> **COMPLETE THE FOLLOWING**:
1: List every Python module that the NetCDF tutorial imports, along with the alias given to each.
2: Carry on the NetCDF tutorial from the point where it stops.

> **SOURCE DOCUMENT**:

-------------------------

NetCDF data is a file format used in climate science to store and exchange multidimensional scientific data. It differs from CSV/Excel files as it can store metadata and n-dimensional arrays of data, making it easier to handle large and complex datasets with various dimensions and variables. In this tutorial we will explore:
# Loading Modules
import xarray as xr # reads and handles netcdf files with metadata
import numpy as np # module for numerical computing
import pandas as pd # module for data manipulation and analysis
# Download the NetCDF dataset we will be using
# this file will be saved on your left sidebar in /content/MERRA2_100.instM_2d_asm_Nx.198001.SUB.nc
# it will be deleted if the runtime restarts
!gdown --id 1PGKIhAHVN-LiR0FDwam7nbus3DgVBvT6
Loading Netcdf Data from Google Drive
To work with large datasets, you may need to load the data directly from your Google Drive instead of downloading it. Here's how it done!

-------------------------

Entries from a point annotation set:
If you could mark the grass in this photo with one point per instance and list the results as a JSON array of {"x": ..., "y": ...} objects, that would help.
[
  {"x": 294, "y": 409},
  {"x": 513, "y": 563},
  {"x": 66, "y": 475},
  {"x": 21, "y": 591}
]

-------------------------

> **FINAL RESULTS**:
1: xarray (as xr), numpy (as np), pandas (as pd)

2:
Step 01: Download and store the data in your google drive. Data link: https://drive.google.com/file/d/1PGKIhAHVN-LiR0FDwam7nbus3DgVBvT6/view?usp=share_link
Step 02: Now run this codeblock
from google.colab import drive
drive.mount('/content/drive')
path = 'drive/MyDrive/project/python_tutorial/files/MERRA2_100.instM_2d_asm_Nx.198001.SUB.nc'
data = xr.open_dataset(path)
# Load the dataset
data = xr.open_dataset('/content/MERRA2_100.instM_2d_asm_Nx.198001.SUB.nc')
Now, we will print the data information to see which variables and dimensions it contains. It shows that it has a 2m air temperature variable (T2M) with one time dimension (1980-01-01), 576 longitude values, and 361 latitude values.
# print the dataset
data
Printing the data
object will display a summary of the Xarray dataset,including its dimensions,variables, and attributes.
Dimensions: (time: 1,lon: 576,lat: 361)
This line shows the dimensions of the dataset.In this case,there are 3 dimensions:lat
,lon
and time
.The numbers in the parenthesis indicate the size of each dimension.So there are 361 latitudes, 576 longitudes,and 1 timesteps in the dataset.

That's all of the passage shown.